--- START OF Task input ---

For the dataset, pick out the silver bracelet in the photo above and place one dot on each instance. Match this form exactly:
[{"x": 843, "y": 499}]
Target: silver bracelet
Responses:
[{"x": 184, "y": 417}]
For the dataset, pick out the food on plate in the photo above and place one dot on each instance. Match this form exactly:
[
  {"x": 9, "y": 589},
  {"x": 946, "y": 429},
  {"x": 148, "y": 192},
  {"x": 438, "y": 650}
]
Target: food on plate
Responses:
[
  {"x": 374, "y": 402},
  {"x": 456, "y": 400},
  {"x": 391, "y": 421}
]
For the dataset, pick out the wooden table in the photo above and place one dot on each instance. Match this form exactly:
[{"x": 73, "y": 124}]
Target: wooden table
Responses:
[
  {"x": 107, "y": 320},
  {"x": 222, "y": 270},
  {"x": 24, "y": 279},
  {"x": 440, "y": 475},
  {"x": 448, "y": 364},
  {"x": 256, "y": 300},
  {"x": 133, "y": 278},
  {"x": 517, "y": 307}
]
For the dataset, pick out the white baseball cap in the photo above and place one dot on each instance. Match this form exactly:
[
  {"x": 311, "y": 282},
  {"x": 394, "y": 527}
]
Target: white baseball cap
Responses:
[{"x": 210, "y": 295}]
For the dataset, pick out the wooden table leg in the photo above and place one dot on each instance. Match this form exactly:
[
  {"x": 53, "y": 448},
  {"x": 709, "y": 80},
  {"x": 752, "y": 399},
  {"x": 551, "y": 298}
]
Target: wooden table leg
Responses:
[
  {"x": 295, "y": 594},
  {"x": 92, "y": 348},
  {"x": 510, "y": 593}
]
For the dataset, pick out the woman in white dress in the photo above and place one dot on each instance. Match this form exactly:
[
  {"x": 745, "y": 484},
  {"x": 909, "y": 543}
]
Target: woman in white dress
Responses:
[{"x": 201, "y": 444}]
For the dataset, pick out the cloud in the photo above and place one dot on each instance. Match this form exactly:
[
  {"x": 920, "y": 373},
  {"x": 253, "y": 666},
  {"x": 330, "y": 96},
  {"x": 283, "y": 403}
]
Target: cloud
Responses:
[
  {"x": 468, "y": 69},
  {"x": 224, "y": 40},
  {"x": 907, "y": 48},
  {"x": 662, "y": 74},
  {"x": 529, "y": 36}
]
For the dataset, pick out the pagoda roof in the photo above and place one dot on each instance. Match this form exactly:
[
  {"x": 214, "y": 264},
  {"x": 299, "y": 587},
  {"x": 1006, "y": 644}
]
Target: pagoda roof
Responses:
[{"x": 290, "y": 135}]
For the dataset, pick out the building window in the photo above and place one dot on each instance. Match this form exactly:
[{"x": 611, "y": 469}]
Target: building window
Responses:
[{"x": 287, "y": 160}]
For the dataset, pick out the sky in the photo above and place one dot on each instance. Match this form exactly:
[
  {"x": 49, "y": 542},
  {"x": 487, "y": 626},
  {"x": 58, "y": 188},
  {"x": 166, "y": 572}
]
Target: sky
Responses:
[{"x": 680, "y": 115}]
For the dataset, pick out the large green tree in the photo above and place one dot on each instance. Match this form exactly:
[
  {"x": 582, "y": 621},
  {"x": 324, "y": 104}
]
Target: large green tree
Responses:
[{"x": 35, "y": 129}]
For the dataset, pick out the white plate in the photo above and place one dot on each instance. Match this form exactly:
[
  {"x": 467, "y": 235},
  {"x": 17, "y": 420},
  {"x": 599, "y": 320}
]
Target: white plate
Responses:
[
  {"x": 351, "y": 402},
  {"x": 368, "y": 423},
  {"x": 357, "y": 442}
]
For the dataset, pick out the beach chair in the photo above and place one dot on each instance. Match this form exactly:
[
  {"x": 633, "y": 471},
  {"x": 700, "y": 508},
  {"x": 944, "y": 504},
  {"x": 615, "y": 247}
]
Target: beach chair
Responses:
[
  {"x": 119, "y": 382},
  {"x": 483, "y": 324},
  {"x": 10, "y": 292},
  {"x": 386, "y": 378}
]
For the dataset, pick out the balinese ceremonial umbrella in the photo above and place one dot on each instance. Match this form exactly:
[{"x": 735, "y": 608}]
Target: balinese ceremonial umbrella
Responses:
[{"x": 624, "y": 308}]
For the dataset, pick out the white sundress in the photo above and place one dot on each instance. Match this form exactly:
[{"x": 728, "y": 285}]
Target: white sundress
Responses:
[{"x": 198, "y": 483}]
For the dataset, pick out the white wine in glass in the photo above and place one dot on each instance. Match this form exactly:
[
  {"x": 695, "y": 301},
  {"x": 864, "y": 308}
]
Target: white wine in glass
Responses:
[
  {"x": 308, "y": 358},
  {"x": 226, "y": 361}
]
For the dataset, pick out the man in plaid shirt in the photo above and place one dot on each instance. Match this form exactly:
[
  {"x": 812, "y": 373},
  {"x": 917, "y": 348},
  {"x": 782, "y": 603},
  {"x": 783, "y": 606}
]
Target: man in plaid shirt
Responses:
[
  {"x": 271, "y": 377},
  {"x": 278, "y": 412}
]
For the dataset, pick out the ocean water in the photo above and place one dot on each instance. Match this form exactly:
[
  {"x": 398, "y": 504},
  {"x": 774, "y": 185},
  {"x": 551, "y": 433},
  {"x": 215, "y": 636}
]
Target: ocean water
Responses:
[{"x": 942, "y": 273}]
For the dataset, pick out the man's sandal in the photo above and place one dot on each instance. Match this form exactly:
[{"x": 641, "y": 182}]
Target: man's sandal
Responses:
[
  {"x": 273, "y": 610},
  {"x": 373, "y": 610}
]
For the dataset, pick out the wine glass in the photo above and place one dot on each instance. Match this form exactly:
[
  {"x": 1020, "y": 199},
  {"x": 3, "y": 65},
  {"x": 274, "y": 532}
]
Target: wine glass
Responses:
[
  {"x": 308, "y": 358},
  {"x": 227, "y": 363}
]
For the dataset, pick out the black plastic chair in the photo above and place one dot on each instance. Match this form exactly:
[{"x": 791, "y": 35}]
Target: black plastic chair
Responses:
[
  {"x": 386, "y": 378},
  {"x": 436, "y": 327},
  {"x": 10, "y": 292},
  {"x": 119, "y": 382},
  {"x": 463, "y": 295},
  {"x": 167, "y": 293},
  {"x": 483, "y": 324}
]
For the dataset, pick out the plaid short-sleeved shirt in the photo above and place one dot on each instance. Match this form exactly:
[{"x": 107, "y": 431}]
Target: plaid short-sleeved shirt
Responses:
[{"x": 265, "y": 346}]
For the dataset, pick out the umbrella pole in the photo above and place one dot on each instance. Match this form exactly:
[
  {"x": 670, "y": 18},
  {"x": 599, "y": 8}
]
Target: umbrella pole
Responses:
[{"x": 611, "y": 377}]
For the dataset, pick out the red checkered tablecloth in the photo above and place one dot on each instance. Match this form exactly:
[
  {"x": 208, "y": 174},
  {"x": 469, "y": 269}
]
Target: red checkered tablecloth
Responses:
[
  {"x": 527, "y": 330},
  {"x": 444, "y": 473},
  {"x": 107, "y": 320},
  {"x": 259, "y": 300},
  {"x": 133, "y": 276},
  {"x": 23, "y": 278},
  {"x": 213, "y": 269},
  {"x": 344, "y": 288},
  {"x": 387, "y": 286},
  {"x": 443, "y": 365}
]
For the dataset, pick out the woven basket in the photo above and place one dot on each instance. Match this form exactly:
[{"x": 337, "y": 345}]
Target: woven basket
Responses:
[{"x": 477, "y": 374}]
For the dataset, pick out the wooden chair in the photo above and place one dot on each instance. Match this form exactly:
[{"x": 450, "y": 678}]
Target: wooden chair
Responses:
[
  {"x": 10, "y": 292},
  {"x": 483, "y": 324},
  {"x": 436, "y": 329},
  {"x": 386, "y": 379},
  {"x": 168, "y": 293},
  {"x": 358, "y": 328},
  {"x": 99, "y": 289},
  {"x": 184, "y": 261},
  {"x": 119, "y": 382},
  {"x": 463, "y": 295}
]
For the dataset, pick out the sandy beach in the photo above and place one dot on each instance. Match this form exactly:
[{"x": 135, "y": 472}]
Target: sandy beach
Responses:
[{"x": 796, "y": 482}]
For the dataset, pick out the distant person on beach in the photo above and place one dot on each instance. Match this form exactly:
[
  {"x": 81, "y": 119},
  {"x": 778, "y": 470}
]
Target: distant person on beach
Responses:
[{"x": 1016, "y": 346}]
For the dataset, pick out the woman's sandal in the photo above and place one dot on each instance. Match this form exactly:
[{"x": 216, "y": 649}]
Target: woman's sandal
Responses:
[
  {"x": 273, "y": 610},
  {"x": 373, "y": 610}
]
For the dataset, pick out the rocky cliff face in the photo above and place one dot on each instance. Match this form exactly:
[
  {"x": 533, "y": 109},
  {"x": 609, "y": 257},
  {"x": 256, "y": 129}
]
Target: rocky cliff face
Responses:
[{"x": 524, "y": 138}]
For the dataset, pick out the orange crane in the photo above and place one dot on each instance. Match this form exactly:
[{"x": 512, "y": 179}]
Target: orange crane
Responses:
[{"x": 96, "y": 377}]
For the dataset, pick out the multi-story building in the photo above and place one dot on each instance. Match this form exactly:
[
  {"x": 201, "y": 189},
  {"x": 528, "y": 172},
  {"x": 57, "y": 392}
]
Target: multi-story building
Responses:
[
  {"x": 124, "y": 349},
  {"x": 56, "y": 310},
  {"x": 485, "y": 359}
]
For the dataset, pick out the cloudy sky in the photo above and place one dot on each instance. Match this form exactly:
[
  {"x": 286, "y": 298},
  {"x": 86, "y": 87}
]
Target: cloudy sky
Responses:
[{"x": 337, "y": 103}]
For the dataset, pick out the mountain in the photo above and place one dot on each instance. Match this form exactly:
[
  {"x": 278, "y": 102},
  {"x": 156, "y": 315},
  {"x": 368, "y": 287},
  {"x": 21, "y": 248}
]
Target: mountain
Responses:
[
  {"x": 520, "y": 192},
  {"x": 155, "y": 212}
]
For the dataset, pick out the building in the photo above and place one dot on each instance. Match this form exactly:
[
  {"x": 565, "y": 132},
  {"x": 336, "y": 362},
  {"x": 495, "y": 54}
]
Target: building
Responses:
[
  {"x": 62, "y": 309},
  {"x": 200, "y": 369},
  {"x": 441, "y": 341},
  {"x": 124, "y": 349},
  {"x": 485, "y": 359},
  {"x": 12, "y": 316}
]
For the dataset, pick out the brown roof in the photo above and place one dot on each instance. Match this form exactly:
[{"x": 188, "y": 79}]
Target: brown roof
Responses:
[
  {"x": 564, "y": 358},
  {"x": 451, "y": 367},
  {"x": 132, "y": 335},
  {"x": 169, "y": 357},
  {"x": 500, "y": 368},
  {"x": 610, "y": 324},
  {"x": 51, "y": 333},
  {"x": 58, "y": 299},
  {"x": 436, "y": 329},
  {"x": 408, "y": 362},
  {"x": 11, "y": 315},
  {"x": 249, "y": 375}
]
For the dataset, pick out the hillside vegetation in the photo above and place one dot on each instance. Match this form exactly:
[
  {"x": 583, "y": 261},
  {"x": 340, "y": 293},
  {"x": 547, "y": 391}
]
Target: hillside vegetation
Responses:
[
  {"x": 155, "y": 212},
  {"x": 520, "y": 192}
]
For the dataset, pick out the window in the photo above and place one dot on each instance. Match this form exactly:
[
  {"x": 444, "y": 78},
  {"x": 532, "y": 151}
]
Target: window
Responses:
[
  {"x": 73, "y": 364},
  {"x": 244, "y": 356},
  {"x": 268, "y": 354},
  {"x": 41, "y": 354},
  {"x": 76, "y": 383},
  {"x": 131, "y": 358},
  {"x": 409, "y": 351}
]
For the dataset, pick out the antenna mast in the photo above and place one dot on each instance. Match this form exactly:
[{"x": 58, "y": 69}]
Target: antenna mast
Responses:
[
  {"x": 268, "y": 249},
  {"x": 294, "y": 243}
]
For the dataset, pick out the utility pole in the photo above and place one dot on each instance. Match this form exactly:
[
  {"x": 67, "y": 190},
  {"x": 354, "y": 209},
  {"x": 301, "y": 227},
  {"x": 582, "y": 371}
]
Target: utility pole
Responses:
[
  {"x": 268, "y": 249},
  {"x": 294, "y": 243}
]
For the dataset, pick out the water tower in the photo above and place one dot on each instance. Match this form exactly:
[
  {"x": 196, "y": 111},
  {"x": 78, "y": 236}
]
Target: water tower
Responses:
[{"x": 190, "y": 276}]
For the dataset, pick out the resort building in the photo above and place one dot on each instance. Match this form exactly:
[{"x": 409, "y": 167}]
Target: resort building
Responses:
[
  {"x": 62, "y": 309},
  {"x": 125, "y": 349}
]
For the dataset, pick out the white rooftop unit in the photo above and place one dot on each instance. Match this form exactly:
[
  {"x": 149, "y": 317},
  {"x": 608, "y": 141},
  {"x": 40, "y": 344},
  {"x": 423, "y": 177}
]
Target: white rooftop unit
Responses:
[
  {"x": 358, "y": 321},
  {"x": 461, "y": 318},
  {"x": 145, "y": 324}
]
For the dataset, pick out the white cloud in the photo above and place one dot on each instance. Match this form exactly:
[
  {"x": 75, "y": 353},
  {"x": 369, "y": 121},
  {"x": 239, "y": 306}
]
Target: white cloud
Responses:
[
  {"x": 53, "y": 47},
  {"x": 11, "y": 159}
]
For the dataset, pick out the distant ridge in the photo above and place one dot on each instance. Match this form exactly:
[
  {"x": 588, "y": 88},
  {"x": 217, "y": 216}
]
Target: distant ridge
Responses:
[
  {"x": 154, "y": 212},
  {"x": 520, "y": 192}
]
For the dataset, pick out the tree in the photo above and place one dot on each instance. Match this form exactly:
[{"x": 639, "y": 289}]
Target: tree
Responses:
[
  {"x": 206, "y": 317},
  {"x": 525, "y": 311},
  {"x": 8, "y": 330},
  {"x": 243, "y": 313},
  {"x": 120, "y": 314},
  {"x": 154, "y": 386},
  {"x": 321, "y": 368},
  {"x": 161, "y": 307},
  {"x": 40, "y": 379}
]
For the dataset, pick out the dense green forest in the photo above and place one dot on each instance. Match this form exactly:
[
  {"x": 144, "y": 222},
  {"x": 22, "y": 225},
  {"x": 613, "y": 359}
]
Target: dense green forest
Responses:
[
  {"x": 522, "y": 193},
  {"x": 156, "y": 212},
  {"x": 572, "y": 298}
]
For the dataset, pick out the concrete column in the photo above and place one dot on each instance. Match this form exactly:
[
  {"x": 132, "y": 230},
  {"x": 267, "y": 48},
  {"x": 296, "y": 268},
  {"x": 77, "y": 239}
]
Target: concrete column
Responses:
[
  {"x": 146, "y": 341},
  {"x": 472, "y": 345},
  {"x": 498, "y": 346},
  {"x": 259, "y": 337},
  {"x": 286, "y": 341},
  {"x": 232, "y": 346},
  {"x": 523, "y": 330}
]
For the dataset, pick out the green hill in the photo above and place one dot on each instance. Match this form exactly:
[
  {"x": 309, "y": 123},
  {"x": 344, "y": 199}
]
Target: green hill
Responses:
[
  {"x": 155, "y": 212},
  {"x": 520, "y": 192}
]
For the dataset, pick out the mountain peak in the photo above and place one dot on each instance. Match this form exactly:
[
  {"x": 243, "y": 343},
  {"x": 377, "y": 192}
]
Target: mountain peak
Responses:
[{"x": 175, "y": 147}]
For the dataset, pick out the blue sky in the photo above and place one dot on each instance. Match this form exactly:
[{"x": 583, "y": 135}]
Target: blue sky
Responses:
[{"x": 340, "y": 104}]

--- END OF Task input ---

Reproduce verbatim every line of the records from the one containing "For the dataset, pick out the dense" through the last line of the records, both ends included.

Solution to this problem:
For the dataset, pick out the dense green forest in the photo above and place one dot on each instance. Match this form exactly:
[
  {"x": 144, "y": 222},
  {"x": 22, "y": 225},
  {"x": 613, "y": 359}
]
Target: dense green forest
Responses:
[
  {"x": 522, "y": 193},
  {"x": 156, "y": 212},
  {"x": 572, "y": 298}
]
For the dataset, pick out the concrete column in the photo above and place one dot on each instance. Match this form exactly:
[
  {"x": 132, "y": 230},
  {"x": 267, "y": 48},
  {"x": 296, "y": 268},
  {"x": 77, "y": 239}
]
Target: concrete column
Responses:
[
  {"x": 146, "y": 341},
  {"x": 472, "y": 345},
  {"x": 498, "y": 346},
  {"x": 259, "y": 337},
  {"x": 286, "y": 341},
  {"x": 232, "y": 346},
  {"x": 523, "y": 330}
]
For the dataset, pick out the green hill in the photo above and place one dot on each instance. Match this form exactly:
[
  {"x": 309, "y": 123},
  {"x": 344, "y": 199}
]
Target: green hill
Responses:
[
  {"x": 155, "y": 212},
  {"x": 520, "y": 192}
]
For the dataset, pick out the mountain peak in the photo above and place one dot on each instance. Match this form exactly:
[
  {"x": 243, "y": 343},
  {"x": 377, "y": 192}
]
Target: mountain peak
Responses:
[{"x": 175, "y": 147}]
For the dataset, pick out the blue sky in the photo above and place one dot on each instance. Match this form exactly:
[{"x": 583, "y": 135}]
Target: blue sky
Responses:
[{"x": 340, "y": 104}]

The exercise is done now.